## GOAL A
Quote the records verbatim, everything from their first line down to and including the line containing "888;704;1041;872".

## QUOTED TEXT
[Feature]: <Operator/Administraor> can understand the health of Korifi Components as well as have custom metrics for CF Specific CRDs #3665

vipinvkmenon · 2024-12-16T00:08:55Z

Blockers/Dependencies

Currently, there are no metrics exposed from the Korifi API. Some metrics are from the controllers but not from the Korifi API Pod. II did not see a /metrics for the Korifi API...I could be wrong and missing it as well...If so that port and endpoint please :)? )

While I agree that the CF-Korifi Architecture is completely different from CF on Bosh, there would custom metrics (just like CF in the Bosh deployment) that would overlap, for eg.... Total LRPs (equivalent to total Pods), jobs, etc.
It would be ideal for these to be converted to CF-specific metrics, rather than getting it directly from the Kube Controller. Some metrics are

Background

As a CF-Operator
I want custom metric that are specific to CF rather than manually mapping or using all the generic metrics of Kubernetes
So that I can understand the overall health of my CF as a Platform.

Acceptance Criteria

GIVEN Korifi Deployment
WHEN I query /metrics of the Korifi API Pod
THEN I see the custom metrics that are specific to CF.

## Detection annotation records

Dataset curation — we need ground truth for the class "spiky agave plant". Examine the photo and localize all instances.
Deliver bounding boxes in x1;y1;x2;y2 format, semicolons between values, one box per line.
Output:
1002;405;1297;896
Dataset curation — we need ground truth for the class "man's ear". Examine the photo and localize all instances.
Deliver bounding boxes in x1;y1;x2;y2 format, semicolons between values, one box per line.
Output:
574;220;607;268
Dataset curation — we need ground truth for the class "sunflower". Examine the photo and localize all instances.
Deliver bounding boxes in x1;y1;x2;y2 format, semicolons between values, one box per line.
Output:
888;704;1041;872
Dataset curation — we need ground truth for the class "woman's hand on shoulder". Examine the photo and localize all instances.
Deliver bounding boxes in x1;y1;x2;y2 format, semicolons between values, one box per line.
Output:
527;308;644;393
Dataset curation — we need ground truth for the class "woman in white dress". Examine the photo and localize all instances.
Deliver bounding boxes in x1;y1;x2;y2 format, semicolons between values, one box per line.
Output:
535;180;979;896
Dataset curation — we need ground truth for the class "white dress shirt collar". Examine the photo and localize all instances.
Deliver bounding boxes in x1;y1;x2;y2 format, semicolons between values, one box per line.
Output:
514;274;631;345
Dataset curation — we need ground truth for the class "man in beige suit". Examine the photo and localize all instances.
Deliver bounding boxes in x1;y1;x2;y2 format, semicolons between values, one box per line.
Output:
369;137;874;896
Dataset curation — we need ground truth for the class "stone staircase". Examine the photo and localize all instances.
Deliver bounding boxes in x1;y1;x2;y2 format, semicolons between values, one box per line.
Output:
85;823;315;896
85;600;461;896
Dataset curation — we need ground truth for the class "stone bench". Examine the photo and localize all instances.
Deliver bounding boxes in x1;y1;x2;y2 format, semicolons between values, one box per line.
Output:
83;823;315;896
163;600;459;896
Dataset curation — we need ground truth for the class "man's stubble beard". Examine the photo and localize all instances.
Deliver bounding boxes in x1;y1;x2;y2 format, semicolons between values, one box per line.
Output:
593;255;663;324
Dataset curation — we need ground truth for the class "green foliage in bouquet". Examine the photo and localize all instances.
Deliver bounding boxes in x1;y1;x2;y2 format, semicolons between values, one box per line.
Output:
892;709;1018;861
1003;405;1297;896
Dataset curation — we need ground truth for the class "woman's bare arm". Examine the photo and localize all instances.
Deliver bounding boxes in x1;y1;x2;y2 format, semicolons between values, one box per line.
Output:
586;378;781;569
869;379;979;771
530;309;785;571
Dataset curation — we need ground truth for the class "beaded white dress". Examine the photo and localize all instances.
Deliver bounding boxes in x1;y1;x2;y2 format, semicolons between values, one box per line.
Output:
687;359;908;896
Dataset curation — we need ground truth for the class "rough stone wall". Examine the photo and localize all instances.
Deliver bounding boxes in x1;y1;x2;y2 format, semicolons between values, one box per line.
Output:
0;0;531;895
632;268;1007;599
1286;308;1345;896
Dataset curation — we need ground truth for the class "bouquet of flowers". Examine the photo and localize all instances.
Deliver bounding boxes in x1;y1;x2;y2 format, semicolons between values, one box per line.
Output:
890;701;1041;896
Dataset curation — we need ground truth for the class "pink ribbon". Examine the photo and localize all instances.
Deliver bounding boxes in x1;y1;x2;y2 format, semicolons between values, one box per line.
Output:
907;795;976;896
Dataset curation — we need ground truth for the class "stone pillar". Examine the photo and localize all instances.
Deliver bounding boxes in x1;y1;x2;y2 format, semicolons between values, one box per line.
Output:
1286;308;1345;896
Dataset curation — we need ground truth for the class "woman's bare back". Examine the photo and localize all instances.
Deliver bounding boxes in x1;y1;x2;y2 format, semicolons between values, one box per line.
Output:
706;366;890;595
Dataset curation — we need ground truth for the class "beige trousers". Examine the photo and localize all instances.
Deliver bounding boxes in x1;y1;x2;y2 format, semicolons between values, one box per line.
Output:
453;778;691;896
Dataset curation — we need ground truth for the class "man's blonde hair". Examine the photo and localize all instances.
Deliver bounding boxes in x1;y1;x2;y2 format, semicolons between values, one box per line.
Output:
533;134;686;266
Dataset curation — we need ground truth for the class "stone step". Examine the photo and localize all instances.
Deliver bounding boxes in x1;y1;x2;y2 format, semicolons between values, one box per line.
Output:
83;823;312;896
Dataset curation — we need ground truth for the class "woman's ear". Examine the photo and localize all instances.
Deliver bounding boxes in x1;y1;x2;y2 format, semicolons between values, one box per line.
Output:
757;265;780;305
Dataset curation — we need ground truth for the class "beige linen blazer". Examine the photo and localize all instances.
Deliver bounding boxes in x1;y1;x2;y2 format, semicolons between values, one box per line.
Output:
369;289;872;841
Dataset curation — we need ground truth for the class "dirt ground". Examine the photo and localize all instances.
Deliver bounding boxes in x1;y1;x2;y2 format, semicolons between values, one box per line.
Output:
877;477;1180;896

## GOAL B
Reproduce everything from "vipinvkmenon · 2024-12-16T00:08:55Z" down to "please :)? )" in the Korifi metrics feature request, substituting "Korifi API server" for "Korifi API".

## TASK RESULT A
Dataset curation — we need ground truth for the class "spiky agave plant". Examine the photo and localize all instances.
Deliver bounding boxes in x1;y1;x2;y2 format, semicolons between values, one box per line.
Output:
1002;405;1297;896
Dataset curation — we need ground truth for the class "man's ear". Examine the photo and localize all instances.
Deliver bounding boxes in x1;y1;x2;y2 format, semicolons between values, one box per line.
Output:
574;220;607;268
Dataset curation — we need ground truth for the class "sunflower". Examine the photo and localize all instances.
Deliver bounding boxes in x1;y1;x2;y2 format, semicolons between values, one box per line.
Output:
888;704;1041;872

## TASK RESULT B
vipinvkmenon · 2024-12-16T00:08:55Z

Blockers/Dependencies

Currently, there are no metrics exposed from the Korifi API server. Some metrics are from the controllers but not from the Korifi API server Pod. II did not see a /metrics for the Korifi API server...I could be wrong and missing it as well...If so that port and endpoint please :)? )